### What this task involves:
Count the lines in the records below that contain the string "girl", treating uppercase and lowercase letters as different. Reply with the number alone.

### Records to process:
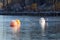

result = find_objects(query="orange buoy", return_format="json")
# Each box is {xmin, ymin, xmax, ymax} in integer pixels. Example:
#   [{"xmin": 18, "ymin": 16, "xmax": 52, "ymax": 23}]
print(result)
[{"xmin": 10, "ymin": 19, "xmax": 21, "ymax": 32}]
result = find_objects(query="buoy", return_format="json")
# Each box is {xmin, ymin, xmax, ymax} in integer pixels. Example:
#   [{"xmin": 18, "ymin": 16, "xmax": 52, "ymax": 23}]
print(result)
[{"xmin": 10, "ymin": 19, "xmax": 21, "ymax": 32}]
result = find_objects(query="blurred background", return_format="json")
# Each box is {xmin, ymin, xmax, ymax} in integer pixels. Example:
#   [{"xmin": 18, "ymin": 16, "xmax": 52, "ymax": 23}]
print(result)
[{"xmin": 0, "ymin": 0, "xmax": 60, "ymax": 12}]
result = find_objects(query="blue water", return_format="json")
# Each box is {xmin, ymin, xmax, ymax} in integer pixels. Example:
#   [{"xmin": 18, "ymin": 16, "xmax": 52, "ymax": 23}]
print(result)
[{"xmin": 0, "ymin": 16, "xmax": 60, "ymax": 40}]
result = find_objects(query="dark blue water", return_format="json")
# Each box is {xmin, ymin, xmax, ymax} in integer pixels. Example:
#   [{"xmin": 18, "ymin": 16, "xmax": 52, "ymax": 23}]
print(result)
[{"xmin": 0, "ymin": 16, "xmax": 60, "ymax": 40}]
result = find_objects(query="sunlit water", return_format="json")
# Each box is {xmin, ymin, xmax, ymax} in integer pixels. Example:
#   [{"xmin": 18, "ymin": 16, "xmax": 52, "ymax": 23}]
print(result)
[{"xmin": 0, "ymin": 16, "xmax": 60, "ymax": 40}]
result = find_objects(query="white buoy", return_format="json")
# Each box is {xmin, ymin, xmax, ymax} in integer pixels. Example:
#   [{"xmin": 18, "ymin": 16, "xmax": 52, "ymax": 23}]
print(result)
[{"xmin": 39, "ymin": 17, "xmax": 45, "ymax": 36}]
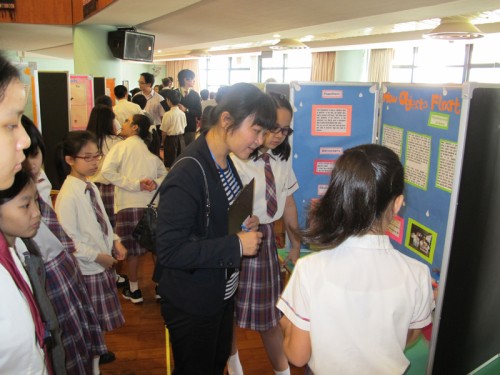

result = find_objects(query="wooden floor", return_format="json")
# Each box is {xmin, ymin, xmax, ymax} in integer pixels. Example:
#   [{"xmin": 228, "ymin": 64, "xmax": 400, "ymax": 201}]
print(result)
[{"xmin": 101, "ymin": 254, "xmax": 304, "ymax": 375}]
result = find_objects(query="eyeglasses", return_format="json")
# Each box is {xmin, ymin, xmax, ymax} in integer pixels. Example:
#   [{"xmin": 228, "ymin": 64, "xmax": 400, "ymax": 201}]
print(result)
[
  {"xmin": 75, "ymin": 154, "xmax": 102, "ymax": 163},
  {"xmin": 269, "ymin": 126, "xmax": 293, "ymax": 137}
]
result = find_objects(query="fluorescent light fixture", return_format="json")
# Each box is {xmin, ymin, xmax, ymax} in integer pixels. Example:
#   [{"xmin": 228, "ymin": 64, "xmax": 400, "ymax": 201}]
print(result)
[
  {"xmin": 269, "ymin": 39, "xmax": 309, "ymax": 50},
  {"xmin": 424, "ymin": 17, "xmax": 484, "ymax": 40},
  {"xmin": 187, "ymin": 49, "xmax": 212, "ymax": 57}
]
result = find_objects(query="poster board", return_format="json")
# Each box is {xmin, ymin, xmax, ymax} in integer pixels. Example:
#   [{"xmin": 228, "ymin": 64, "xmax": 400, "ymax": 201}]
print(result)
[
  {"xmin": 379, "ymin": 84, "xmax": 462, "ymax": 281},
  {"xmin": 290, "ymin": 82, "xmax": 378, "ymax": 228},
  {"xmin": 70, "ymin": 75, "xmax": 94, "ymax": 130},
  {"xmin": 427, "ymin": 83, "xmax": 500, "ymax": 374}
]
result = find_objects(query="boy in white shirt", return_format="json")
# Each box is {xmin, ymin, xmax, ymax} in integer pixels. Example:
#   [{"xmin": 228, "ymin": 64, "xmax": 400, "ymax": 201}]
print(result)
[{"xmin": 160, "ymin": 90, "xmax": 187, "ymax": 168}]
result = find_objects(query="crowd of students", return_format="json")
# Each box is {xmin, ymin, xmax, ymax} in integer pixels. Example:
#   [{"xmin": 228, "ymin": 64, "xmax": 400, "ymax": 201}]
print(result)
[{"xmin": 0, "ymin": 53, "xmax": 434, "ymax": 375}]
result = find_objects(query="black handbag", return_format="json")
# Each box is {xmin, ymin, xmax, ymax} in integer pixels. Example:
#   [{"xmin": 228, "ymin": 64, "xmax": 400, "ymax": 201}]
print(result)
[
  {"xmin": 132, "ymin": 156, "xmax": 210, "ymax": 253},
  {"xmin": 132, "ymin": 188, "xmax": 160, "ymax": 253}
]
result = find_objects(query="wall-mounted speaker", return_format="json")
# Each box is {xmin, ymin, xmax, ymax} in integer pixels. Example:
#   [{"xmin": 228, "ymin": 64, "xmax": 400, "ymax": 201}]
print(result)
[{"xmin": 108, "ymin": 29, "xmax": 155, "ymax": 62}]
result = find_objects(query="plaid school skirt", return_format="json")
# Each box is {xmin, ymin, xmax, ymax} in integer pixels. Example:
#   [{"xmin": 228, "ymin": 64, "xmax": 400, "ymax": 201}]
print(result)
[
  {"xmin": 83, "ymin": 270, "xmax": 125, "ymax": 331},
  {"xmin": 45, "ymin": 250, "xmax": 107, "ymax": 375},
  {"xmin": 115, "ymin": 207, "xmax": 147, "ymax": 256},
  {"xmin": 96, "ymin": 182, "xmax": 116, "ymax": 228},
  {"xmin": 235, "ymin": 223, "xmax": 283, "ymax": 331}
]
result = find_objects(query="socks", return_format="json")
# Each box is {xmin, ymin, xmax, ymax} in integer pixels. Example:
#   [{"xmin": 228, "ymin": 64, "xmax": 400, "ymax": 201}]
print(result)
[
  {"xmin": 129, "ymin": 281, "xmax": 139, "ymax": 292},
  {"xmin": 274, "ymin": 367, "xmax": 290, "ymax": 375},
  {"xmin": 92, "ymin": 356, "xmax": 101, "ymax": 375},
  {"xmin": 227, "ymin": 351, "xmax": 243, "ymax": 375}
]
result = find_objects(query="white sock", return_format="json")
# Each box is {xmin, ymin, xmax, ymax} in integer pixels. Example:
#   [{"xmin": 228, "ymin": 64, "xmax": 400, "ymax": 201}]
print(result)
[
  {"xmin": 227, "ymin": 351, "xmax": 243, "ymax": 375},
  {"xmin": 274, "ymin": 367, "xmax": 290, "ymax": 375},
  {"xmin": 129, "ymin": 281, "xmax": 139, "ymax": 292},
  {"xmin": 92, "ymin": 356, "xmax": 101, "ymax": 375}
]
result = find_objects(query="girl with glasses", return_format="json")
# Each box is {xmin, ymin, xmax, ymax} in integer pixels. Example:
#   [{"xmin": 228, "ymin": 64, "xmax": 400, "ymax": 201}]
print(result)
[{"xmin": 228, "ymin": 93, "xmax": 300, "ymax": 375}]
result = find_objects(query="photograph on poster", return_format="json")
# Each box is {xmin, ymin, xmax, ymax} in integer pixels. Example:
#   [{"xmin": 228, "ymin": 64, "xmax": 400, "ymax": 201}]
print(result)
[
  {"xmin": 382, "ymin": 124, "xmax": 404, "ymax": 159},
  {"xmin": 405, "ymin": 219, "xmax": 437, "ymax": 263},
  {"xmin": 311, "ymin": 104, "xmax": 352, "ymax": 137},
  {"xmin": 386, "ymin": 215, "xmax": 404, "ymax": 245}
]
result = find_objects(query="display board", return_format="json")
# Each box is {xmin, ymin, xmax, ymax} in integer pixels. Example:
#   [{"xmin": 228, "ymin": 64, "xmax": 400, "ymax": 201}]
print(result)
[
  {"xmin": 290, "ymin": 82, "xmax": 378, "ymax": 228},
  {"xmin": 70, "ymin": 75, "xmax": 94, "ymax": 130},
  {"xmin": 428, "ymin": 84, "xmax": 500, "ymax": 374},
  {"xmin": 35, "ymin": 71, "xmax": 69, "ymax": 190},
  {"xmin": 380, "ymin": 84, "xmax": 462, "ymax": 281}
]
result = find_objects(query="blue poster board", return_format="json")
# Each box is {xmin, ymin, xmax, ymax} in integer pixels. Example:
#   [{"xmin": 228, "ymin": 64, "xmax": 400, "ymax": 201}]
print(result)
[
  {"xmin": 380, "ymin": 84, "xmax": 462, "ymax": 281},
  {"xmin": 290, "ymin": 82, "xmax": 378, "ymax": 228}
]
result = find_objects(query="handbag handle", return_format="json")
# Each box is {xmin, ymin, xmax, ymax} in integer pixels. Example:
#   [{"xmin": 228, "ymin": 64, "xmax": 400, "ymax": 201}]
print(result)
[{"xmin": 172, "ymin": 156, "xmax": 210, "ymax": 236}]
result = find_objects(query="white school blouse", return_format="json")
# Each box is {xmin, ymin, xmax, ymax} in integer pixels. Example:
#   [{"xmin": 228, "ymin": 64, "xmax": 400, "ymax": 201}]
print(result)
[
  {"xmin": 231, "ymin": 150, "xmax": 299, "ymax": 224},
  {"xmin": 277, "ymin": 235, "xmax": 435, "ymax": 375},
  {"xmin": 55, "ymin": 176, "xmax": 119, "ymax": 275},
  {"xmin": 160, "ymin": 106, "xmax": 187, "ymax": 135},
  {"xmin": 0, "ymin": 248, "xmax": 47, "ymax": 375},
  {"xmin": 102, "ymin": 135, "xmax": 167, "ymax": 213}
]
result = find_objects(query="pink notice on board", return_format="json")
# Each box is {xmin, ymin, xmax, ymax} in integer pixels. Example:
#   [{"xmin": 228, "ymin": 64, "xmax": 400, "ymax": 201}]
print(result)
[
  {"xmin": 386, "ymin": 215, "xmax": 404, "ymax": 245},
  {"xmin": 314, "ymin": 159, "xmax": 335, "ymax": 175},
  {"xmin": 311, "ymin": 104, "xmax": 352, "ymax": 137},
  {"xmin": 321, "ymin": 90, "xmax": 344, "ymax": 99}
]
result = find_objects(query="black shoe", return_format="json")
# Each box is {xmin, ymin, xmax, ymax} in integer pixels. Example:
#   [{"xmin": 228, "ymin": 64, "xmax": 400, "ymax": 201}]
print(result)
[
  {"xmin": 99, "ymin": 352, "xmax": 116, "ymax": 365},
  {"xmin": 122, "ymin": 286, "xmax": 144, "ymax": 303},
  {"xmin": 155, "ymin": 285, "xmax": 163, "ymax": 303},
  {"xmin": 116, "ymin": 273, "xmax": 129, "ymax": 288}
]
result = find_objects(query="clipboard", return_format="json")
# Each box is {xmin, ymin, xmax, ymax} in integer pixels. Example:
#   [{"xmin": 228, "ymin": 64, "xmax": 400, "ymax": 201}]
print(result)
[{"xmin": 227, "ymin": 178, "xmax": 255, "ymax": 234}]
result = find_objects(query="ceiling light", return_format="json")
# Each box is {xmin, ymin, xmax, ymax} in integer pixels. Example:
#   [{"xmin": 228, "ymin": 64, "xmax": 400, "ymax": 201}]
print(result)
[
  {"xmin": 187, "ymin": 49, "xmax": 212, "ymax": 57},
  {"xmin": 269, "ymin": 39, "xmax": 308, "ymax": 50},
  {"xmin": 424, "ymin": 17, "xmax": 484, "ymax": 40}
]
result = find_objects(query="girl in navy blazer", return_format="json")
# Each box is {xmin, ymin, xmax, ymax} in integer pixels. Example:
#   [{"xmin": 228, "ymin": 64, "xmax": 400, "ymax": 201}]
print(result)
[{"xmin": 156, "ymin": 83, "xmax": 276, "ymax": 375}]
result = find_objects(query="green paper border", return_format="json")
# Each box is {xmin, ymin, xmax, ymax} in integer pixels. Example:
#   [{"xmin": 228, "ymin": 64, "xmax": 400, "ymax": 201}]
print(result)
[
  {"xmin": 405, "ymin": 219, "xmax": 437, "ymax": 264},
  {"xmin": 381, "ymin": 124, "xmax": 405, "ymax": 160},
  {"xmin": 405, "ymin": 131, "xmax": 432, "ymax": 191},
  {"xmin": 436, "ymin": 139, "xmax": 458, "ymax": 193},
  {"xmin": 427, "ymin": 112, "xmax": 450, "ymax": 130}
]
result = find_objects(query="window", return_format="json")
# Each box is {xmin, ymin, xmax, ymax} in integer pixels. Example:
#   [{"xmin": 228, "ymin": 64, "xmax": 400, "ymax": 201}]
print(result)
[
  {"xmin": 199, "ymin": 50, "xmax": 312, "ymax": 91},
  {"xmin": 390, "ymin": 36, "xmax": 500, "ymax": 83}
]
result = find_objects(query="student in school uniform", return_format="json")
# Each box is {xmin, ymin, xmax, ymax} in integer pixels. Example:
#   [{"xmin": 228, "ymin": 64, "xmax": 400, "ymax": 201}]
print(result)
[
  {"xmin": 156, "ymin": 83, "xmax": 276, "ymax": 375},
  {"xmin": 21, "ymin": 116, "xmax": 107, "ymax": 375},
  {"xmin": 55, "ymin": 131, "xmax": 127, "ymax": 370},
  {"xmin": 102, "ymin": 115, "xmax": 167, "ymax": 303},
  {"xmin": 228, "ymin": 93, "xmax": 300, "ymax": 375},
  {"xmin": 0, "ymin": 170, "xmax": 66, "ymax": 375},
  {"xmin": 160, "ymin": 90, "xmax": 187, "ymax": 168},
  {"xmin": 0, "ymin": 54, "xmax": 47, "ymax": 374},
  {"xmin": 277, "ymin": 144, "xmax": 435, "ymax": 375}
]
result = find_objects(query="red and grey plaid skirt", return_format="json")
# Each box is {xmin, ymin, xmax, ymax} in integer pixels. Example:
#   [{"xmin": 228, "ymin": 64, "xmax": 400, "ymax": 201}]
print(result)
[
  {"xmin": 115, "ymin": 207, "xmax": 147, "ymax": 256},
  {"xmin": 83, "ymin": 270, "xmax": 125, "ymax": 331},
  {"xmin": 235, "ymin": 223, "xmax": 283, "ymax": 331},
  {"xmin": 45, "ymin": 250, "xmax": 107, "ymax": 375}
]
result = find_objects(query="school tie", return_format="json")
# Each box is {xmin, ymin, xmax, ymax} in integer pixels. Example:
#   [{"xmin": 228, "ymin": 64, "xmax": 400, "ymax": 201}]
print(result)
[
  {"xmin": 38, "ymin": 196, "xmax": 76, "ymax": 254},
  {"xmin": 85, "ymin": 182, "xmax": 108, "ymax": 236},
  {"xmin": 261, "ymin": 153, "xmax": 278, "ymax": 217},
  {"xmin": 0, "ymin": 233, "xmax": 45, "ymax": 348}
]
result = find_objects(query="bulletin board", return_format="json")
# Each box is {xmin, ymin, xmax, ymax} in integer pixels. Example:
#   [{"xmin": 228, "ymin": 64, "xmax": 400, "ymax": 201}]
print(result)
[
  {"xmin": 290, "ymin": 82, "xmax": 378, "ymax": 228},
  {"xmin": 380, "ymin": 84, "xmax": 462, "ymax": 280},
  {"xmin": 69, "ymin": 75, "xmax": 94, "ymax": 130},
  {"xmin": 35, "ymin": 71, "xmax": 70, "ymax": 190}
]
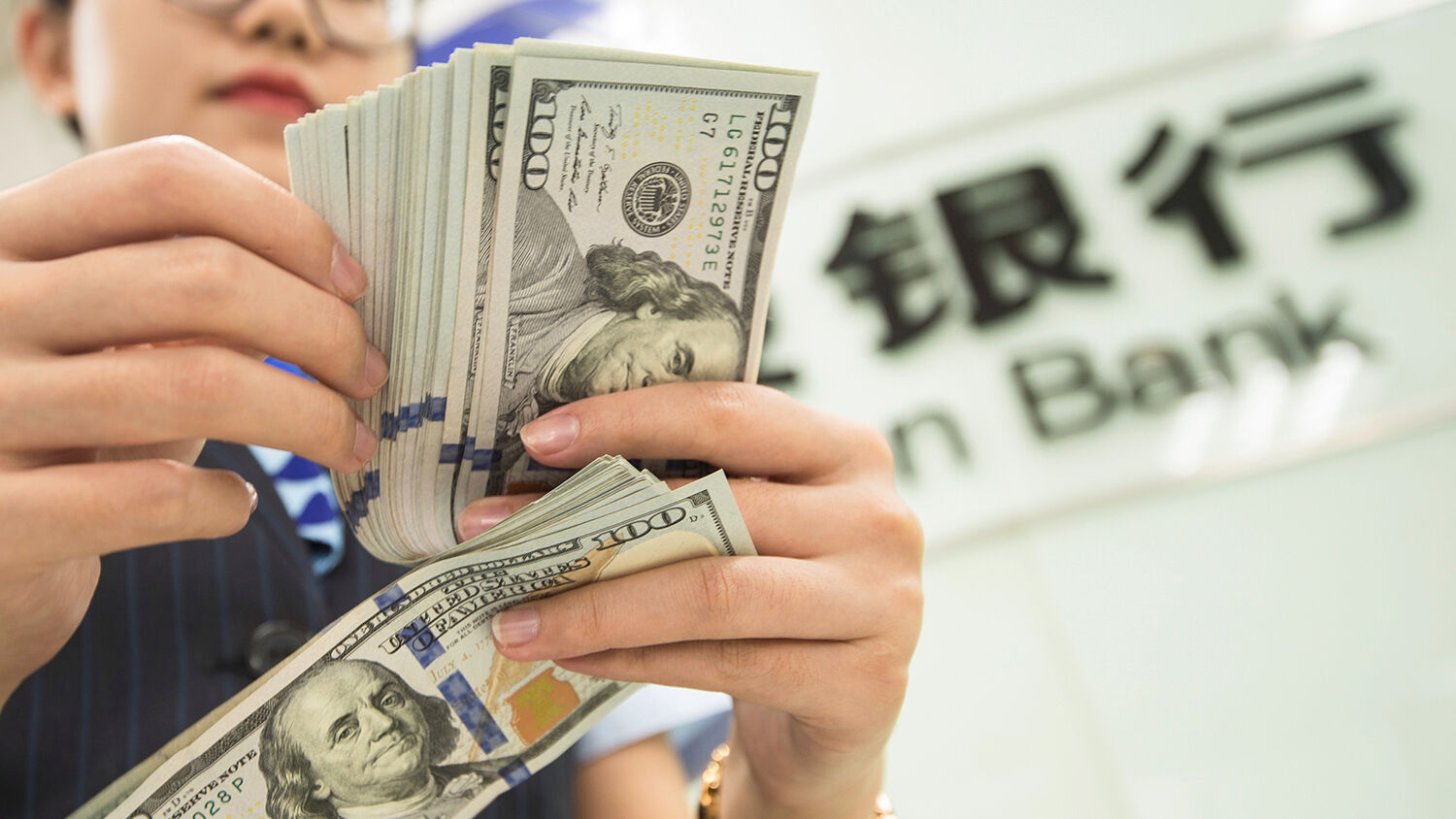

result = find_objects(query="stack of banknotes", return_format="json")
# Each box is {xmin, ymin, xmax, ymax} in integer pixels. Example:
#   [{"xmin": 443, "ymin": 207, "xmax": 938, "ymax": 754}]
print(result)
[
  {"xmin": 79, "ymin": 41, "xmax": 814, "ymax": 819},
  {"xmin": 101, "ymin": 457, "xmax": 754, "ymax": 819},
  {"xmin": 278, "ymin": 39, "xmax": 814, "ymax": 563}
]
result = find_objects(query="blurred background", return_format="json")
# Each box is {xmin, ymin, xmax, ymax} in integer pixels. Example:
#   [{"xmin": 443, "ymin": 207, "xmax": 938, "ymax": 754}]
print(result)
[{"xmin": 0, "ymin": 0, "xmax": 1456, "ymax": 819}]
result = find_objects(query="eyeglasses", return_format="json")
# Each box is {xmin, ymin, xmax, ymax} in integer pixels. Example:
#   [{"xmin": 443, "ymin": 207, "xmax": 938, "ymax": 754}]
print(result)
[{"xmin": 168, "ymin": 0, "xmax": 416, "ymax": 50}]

### Task output:
2